What to work on> Retype all of the data without changing a single word.

(Referring expression data)
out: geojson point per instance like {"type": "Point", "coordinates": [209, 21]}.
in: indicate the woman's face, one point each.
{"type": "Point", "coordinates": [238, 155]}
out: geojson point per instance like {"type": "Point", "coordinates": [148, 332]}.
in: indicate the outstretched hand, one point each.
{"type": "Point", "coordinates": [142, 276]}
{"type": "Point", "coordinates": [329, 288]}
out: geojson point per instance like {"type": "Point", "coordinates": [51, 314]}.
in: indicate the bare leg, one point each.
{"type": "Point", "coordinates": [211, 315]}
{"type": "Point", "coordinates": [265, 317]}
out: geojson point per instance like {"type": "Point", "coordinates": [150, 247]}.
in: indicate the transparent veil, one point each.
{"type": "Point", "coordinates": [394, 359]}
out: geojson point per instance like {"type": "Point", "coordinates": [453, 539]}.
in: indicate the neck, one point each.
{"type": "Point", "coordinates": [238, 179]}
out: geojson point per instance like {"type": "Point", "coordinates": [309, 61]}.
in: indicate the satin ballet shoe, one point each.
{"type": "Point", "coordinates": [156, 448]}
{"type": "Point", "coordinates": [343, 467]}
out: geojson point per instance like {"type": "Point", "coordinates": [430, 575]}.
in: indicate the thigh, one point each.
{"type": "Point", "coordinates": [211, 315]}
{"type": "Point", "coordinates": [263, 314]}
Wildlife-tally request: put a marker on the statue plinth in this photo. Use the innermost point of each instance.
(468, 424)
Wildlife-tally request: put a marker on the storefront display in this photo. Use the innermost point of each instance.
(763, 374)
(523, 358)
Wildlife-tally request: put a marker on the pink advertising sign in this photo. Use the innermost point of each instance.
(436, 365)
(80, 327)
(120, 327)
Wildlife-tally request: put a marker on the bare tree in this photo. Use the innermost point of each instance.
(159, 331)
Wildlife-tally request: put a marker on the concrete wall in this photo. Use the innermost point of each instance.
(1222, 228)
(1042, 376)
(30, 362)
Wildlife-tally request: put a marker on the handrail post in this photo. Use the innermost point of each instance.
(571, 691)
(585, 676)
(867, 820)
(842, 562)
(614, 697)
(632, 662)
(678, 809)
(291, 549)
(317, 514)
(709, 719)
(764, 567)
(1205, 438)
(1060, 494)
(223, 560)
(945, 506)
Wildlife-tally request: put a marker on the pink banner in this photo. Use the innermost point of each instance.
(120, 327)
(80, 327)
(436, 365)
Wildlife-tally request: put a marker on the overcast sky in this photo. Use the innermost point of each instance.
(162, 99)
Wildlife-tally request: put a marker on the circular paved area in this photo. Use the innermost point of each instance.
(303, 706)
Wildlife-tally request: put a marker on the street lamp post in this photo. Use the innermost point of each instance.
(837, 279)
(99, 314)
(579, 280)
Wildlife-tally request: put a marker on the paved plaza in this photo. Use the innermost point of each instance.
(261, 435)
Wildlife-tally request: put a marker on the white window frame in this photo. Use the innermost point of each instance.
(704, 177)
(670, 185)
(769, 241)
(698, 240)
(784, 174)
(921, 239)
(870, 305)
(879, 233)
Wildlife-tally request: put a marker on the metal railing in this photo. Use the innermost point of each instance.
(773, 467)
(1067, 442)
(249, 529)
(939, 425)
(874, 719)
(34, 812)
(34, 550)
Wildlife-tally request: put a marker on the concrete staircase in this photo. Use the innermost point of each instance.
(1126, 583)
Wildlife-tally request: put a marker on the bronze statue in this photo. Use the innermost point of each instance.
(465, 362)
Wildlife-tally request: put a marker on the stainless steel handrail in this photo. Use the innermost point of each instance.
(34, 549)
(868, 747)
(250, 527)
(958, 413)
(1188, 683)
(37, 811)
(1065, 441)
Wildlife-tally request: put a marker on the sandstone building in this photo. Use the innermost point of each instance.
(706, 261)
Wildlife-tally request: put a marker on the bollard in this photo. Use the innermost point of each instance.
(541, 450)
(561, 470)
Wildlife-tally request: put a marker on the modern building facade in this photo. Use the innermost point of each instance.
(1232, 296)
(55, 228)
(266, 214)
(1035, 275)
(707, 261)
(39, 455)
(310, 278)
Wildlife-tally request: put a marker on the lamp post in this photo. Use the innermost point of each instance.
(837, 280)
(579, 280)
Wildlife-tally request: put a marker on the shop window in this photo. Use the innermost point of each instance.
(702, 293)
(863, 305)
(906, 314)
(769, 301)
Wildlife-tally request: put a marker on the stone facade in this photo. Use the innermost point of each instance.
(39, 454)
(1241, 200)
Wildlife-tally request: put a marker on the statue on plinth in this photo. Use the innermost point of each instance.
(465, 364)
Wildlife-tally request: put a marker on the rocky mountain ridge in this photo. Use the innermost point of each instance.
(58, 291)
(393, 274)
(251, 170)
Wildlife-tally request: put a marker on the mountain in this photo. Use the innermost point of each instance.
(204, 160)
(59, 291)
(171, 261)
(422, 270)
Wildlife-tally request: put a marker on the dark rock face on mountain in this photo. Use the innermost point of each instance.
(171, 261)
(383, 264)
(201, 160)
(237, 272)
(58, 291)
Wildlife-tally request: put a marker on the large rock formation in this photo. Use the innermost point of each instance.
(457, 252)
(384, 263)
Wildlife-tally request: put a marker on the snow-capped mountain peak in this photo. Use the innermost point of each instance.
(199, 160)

Exercise response>
out: geojson point per instance like {"type": "Point", "coordinates": [209, 21]}.
in: indicate the woman's face, one point each.
{"type": "Point", "coordinates": [238, 155]}
out: geojson point per instance like {"type": "Point", "coordinates": [148, 332]}.
in: indicate the outstretched hand, one point each.
{"type": "Point", "coordinates": [142, 276]}
{"type": "Point", "coordinates": [329, 288]}
out: geojson point per instance like {"type": "Point", "coordinates": [51, 314]}.
in: indicate the bare leg, one point each.
{"type": "Point", "coordinates": [211, 315]}
{"type": "Point", "coordinates": [265, 317]}
out: geojson point per instance like {"type": "Point", "coordinates": [150, 247]}.
in: indicate the transparent veil, one point each.
{"type": "Point", "coordinates": [394, 359]}
out: geojson point per instance like {"type": "Point", "coordinates": [453, 539]}.
in: indicate the neck, one point each.
{"type": "Point", "coordinates": [238, 179]}
out: geojson point per instance like {"type": "Point", "coordinates": [309, 61]}.
in: indicate the satin ballet shoe, one point each.
{"type": "Point", "coordinates": [156, 448]}
{"type": "Point", "coordinates": [343, 467]}
out: geojson point per instance like {"type": "Point", "coordinates": [430, 575]}.
in: indicate the thigh, one point each.
{"type": "Point", "coordinates": [211, 315]}
{"type": "Point", "coordinates": [263, 314]}
Wildlife-tally request: put a marker on the statue plinth in this photo. Use the innermost point of each instance.
(468, 424)
Wildlife-tally request: put a marker on the storefront display in this photo. Use the innermost point of each instance.
(763, 374)
(523, 358)
Wildlife-tally request: put a marker on the pink advertising sign in this photo. Use the innermost point of each instance.
(436, 365)
(80, 327)
(120, 327)
Wildlife-tally request: put a marker on the bare tree in this photo. Use the innermost point of each instance.
(159, 331)
Wildlife-tally request: put a marker on the concrete wall in this photo. Use the innermost point of each instance.
(1222, 228)
(1042, 376)
(30, 362)
Wildlife-tally request: put a marker on the handrail post in this photo. Use the innermost point of each instance.
(571, 691)
(585, 676)
(867, 820)
(842, 562)
(614, 697)
(632, 662)
(678, 809)
(291, 549)
(317, 514)
(709, 719)
(764, 567)
(1205, 438)
(1060, 494)
(223, 560)
(945, 506)
Wildlife-tally request: put a marker on the pink banner in this photo. Use the innermost point of each instance.
(120, 327)
(80, 327)
(436, 365)
Wildlife-tally request: put a marker on the overcast sky in this photo. Use the innermost point of each instance.
(162, 99)
Wildlife-tally request: put a marker on the circular paved area in this photo. Use the innermost point of each instance.
(303, 706)
Wildlife-tally request: put a marker on the street lamp post in this photo. Use the innermost point of each instance.
(837, 279)
(99, 314)
(579, 280)
Wildlife-tally request: put a marker on the paved plaza in this photo. Use the innermost point of each instance.
(261, 435)
Wildlife-tally request: put a marker on the white window frame in this photo. Use the innermost point of each instance.
(704, 177)
(670, 185)
(769, 241)
(698, 240)
(784, 174)
(921, 239)
(870, 305)
(879, 233)
Wildlife-tally request: put a marker on the metal railing in this photo. Use the innermost point of each instance.
(773, 467)
(1067, 442)
(249, 529)
(939, 425)
(874, 719)
(34, 812)
(34, 550)
Wildlife-tally request: put a marker on the concrete staircase in this photo. Use the innermost point of each instance.
(1126, 583)
Wildlife-tally request: put a marker on the bronze statue in this photo. Use the innermost point of each instance.
(465, 362)
Wildlife-tally request: put a marker on the stainless steel handrail in this photo. Use the innermost point of each instance.
(34, 549)
(868, 747)
(250, 527)
(958, 413)
(1188, 683)
(37, 811)
(1065, 441)
Wildlife-tally request: put a marker on the sandstone building in this photo. Use the innermost point of each instance.
(706, 261)
Wildlife-tally request: put a marker on the bollard in this photo. Use the innermost point of each instance.
(541, 450)
(561, 470)
Wildlife-tally request: put a marker on the modern building facade in this photo. Use the innermost point of each instance.
(1232, 296)
(55, 228)
(266, 214)
(1035, 275)
(707, 261)
(39, 455)
(310, 278)
Wildlife-tally request: put a marker on the lamp post in this photo. Use the innermost point of each instance.
(837, 280)
(579, 280)
Wildlife-tally request: put a marker on the shop window in this photo. Use the innermost point of each instance.
(702, 293)
(863, 305)
(906, 314)
(769, 301)
Wildlife-tally request: put a marker on the stone facade in this photo. Use the innermost point of each instance.
(39, 454)
(1241, 200)
Wildlife-tally request: put a marker on the statue on plinth in this photo. Use the innermost point of each instance.
(465, 364)
Wildlife-tally request: put a marker on the rocky mountain ridge in this photo. Use the innermost point of each instance.
(58, 291)
(393, 274)
(251, 170)
Wildlife-tally request: put a marker on the mountain in this photo. Use the innermost point of each instance.
(204, 160)
(59, 291)
(171, 261)
(422, 270)
Wildlife-tally request: put a marker on the dark rock face on mountain in this photo. Use the innermost point of each instance.
(171, 261)
(383, 264)
(201, 160)
(237, 272)
(58, 291)
Wildlife-tally request: put a marker on the large rock formation in this photo. Use the innermost point of each instance.
(457, 252)
(384, 263)
Wildlife-tally request: put a marker on the snow-capped mountain peak in this photo. Use the innermost point of each instance.
(199, 160)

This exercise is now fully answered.